::: DATASET

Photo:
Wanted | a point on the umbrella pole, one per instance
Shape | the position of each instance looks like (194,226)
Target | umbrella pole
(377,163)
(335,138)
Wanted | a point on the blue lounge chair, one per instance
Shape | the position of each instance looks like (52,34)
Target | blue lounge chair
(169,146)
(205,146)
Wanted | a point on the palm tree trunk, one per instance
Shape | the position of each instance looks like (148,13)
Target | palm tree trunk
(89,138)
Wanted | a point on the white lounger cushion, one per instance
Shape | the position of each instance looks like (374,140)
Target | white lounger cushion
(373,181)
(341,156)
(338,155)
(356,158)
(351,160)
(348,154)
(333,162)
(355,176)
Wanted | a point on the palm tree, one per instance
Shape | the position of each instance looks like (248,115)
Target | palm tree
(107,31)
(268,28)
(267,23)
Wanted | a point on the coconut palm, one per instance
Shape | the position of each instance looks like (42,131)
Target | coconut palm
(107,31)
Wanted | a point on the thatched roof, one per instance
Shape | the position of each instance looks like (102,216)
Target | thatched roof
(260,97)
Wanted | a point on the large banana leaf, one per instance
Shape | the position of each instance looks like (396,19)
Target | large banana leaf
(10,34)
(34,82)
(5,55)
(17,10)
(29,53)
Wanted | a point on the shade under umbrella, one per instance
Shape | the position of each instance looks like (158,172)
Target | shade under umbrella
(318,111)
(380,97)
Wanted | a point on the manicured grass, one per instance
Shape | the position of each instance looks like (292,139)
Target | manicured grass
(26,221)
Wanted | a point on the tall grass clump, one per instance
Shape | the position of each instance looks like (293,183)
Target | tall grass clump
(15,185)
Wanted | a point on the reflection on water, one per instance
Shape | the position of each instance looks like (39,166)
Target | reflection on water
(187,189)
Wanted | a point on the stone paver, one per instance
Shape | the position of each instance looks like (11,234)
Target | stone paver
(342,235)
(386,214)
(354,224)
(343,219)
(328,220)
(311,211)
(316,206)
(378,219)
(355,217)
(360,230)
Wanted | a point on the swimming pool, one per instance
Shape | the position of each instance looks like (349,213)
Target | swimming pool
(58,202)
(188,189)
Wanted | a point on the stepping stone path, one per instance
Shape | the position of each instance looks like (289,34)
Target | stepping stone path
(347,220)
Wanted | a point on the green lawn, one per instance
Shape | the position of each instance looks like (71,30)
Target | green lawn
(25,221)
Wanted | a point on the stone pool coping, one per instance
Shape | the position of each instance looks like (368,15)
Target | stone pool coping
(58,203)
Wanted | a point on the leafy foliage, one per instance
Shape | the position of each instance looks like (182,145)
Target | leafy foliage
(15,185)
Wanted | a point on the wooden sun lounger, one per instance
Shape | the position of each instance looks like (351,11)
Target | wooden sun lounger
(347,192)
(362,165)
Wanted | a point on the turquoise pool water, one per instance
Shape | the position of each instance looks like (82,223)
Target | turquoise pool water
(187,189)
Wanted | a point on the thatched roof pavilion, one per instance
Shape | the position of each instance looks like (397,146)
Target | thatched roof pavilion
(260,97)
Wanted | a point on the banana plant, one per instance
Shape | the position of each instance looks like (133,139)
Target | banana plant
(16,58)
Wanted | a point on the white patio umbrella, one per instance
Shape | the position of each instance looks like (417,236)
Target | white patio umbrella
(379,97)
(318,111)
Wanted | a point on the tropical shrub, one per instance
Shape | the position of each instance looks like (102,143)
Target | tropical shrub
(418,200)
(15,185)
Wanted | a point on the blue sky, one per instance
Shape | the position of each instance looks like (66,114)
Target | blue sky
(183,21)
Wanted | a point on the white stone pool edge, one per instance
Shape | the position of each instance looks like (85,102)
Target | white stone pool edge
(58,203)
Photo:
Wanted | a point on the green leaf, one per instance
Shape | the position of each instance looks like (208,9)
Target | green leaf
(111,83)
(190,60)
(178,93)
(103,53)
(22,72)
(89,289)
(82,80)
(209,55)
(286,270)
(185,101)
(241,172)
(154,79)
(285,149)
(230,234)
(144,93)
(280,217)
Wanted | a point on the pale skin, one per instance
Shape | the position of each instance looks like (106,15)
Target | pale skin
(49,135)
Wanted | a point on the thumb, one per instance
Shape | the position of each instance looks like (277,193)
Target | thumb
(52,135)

::::::

GOAL: Transcribe each entry precisely, missing none.

ANSWER:
Photo:
Wanted | a point on the umbrella pole, one per instance
Shape | the position of each instance looks like (194,226)
Target | umbrella pole
(377,163)
(335,138)
Wanted | a point on the blue lounge chair, one per instance
Shape | the position of each instance looks like (52,34)
Target | blue lounge chair
(169,146)
(205,146)
Wanted | a point on the palm tree trunk, one per instance
Shape | the position of each instance looks like (148,13)
Target | palm tree trunk
(89,138)
Wanted | a point on the white lounger cushion, one per instance
Shape | the position of each instance looks like (374,140)
Target | white lounger cushion
(373,181)
(341,156)
(338,155)
(356,158)
(351,160)
(348,154)
(333,162)
(355,176)
Wanted | a point on the palm tree, one per instance
Shape | the position of each instance looks like (248,115)
Target | palm tree
(107,31)
(268,28)
(267,23)
Wanted | a point on the coconut palm, one per instance
Shape | the position of each instance looks like (42,131)
Target | coconut palm
(107,31)
Wanted | a point on the thatched roof, one per instance
Shape | the position of each instance looks like (102,216)
Target | thatched roof
(260,97)
Wanted | a point on the large banana leaf, one per instance
Shape | the position of each instance looks like (396,19)
Target | large banana leaf
(10,34)
(34,82)
(5,55)
(17,10)
(29,53)
Wanted | a point on the shade under umbrella, one per instance
Shape | the position of each instance looks like (158,172)
Target | shade under umbrella
(318,111)
(380,97)
Wanted | a point on the manicured grass, one per instance
Shape | the position of each instance looks like (292,139)
Target | manicured grass
(26,221)
Wanted | a point on the tall grass clump, one per instance
Shape | the position of each instance looks like (293,183)
Target | tall grass clump
(15,185)
Wanted | a point on the reflection on water, one per instance
Shape | the position of each instance looks like (39,166)
Target | reflection on water
(187,189)
Wanted | a point on the stone paver, one per instance
Shape | the position of each instance looks like (11,234)
Target | stone paver
(342,235)
(386,214)
(354,224)
(343,219)
(328,220)
(311,211)
(316,206)
(378,219)
(355,217)
(360,230)
Wanted | a point on the swimming pool, one per instance
Shape | the position of each instance looks like (349,213)
Target | swimming pool
(58,202)
(188,189)
Wanted | a point on the stepping stone path, one per instance
Shape | the position of each instance looks like (289,34)
Target | stepping stone path
(347,220)
Wanted | a point on the green lawn, one per instance
Shape | the position of each instance looks like (71,30)
Target | green lawn
(25,221)
Wanted | a point on the stone pool coping, one per instance
Shape | the position of each instance looks like (368,15)
Target | stone pool coping
(58,203)
Wanted | a point on the leafy foliage, one per instance
Shape | the position of each instance looks like (182,145)
Target | leafy foliage
(15,185)
Wanted | a point on the wooden sun lounger, one per instance
Shape | the position of each instance looks like (351,11)
Target | wooden sun lounger
(347,192)
(362,165)
Wanted | a point on the turquoise pool water, one per instance
Shape | the position of each instance looks like (82,223)
Target | turquoise pool water
(187,189)
Wanted | a point on the thatched roof pavilion, one per instance
Shape | the position of each instance looks like (397,146)
Target | thatched roof pavilion
(260,97)
Wanted | a point on the banana plant, one per instance
Shape | the position of each instance looks like (133,139)
Target | banana plant
(16,58)
Wanted | a point on the white patio umbrella, one per instance
Shape | the position of each instance looks like (417,236)
Target | white patio umbrella
(379,97)
(318,111)
Wanted | a point on the tropical shrub, one per instance
Shape | the position of each instance looks like (102,143)
Target | tropical shrub
(418,200)
(15,185)
Wanted | a point on the blue sky, one per instance
Shape | the position of each instance looks like (66,114)
Target | blue sky
(183,21)
Wanted | a point on the white stone pool edge, one per instance
Shape | the position of each instance looks like (85,102)
Target | white stone pool edge
(58,203)
Photo:
Wanted | a point on the green leaf, one per instance
Shape | the position of each instance looks like (208,9)
Target | green leaf
(111,83)
(190,60)
(178,93)
(103,53)
(22,72)
(89,289)
(82,80)
(209,55)
(286,270)
(185,101)
(241,172)
(154,79)
(285,149)
(230,234)
(144,93)
(280,217)
Wanted | a point on the pale skin, one per instance
Shape | the position of each instance looks like (106,15)
Target | pale skin
(49,135)
Wanted | a point on the thumb, one per instance
Shape | the position of each instance looks like (277,193)
Target | thumb
(52,135)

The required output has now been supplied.